● SELECTED EXTRACT

----

# ML Wiki

## Extensible Hashing

Hash-based secondary memory index structure for databases

Main ideas:

• Growing hash function
• Directory

### Growing Hash Function

Variables we use:

• $b$ - length of bit-string that Hash Function outputs (typically 64)
• $i$ - number of bits we can use
• as number of keys grows, we increase $i$

### Directory

Directory introduces additional level of indirection

• here we keep all possible combinations of $i$ bits with pointers to associated buckets

Example

• suppose for key $k$: $h(k) = \fbox{1010}$
• we take first $i$ bits of this value, i.e. $h(k)[0..i] = 1$
• so we find record with 1 in the directory and this way we locate the needed bucket

## Operations

### Lookup

• we take first $i$ bits of hash and find a corresponding record in the directory
• then we follow the pointer and find the whole key (all $b$ bits) there

### Insert

#### Simple Case

• suppose $i = 1$
• for key $k:$ $h(k) = 0010$ and first $i$ bits are 0: look it up in the directory
• there is enough room so add in there

#### Creating New Directory

• suppose $i = 1$
• given hash $h(k) = 1010$ we extract first 1 bit which is 1
• we look 1 up in the directory and follow the pointer
• but there's no room in this block
• so we split it into 2 parts
• that means that both blocks use 2 bits to assign a key to a bucket (and we indicate that value on top of the buckets)

----

Pointing dataset records:
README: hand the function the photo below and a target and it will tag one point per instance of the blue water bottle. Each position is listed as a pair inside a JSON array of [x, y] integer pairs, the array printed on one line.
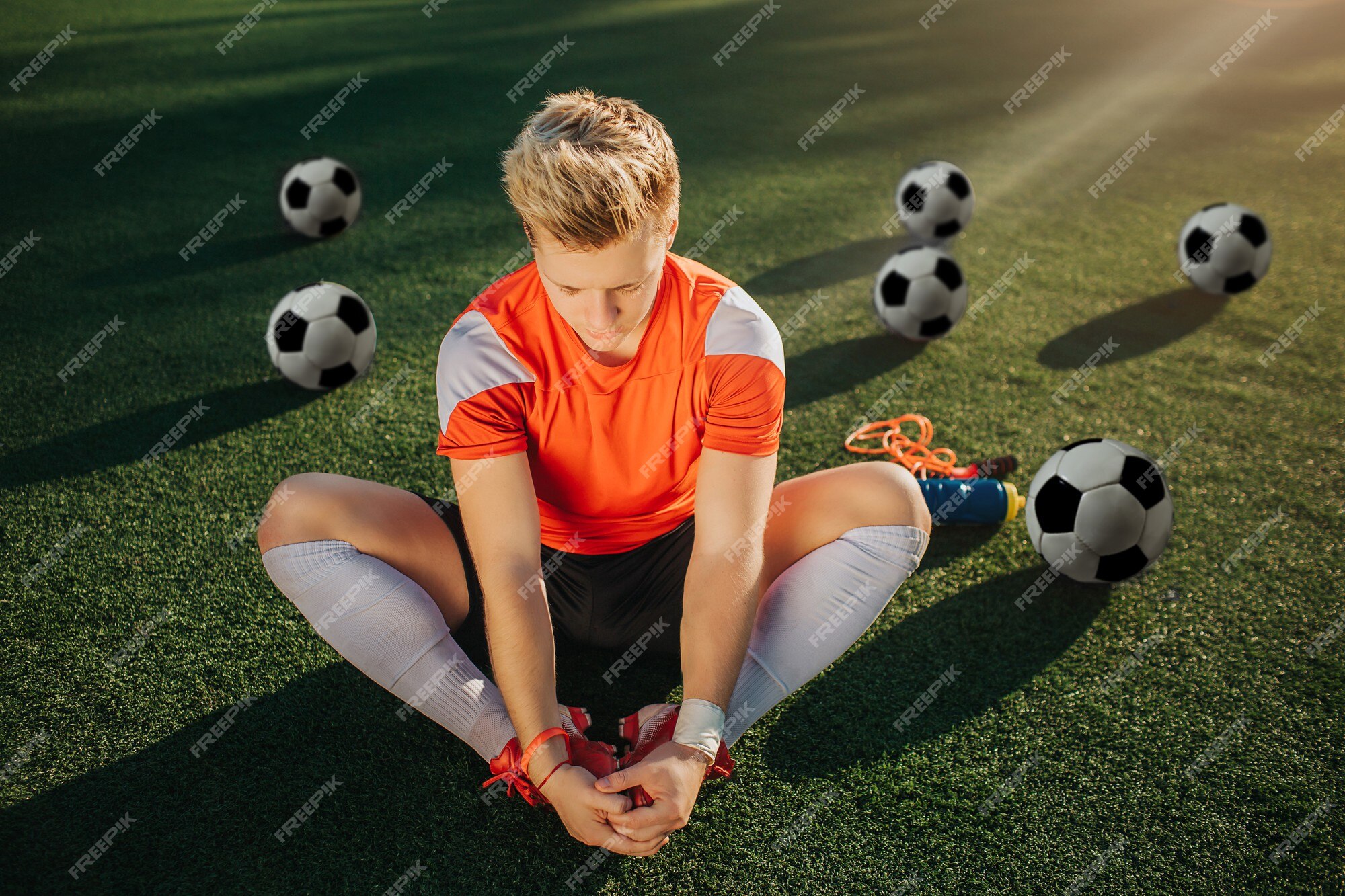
[[970, 502]]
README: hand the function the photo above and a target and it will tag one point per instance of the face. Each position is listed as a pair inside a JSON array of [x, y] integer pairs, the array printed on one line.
[[605, 294]]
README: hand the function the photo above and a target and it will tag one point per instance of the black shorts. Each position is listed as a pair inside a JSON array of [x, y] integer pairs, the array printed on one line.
[[601, 600]]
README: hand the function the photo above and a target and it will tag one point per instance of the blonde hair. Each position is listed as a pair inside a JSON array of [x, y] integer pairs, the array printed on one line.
[[592, 171]]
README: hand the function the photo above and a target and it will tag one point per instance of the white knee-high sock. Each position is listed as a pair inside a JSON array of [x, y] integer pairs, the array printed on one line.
[[392, 630], [816, 610]]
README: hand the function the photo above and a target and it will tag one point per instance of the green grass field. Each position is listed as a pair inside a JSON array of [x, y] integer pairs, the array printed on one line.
[[102, 704]]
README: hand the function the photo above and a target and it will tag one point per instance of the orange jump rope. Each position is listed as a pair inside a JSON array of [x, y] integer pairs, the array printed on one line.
[[918, 456]]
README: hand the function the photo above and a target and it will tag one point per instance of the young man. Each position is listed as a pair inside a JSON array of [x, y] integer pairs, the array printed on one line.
[[613, 415]]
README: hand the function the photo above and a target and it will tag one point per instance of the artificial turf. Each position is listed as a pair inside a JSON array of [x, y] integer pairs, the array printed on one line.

----

● PROBLEMS TO WORK ON
**A)** In the extensible hashing notes, why is the block split in the "Creating New Directory" example? Answer in one to three sentences.
**B)** Continue the extensible hashing notes from the point where they stop.
Nothing here depends on the records.

● TASK RESPONSES
**A)** The key with hash 1010 has 1 as its first bit, and following the directory pointer for 1 leads to a block that has no room for it. The block is therefore split into two parts, and both then use 2 bits to assign a key to a bucket.

**B)**
• but to address these new buckets now we need 2 bits, and still $i = 1$
• i.e. $i$ in the directory becomes less than at least one $i$ from buckets
• that means we need to create a new directory
• if it wasn't the case, we just would re-wire pointers to the dict
• note that bucket for (0) is still the same - so both 00 and 01 in the new directory point to this bucket
• if now we insert 0000 and 0100, we will reorganize the first bucket, but will not rebuild the directory

So the rule is:

• if $i$ for one of the bucket grows more than $i$ of the directory
• we need to rebuild the prefix directory
• all other blocks are kept untouched (otherwise we would have to re-organize the whole thing)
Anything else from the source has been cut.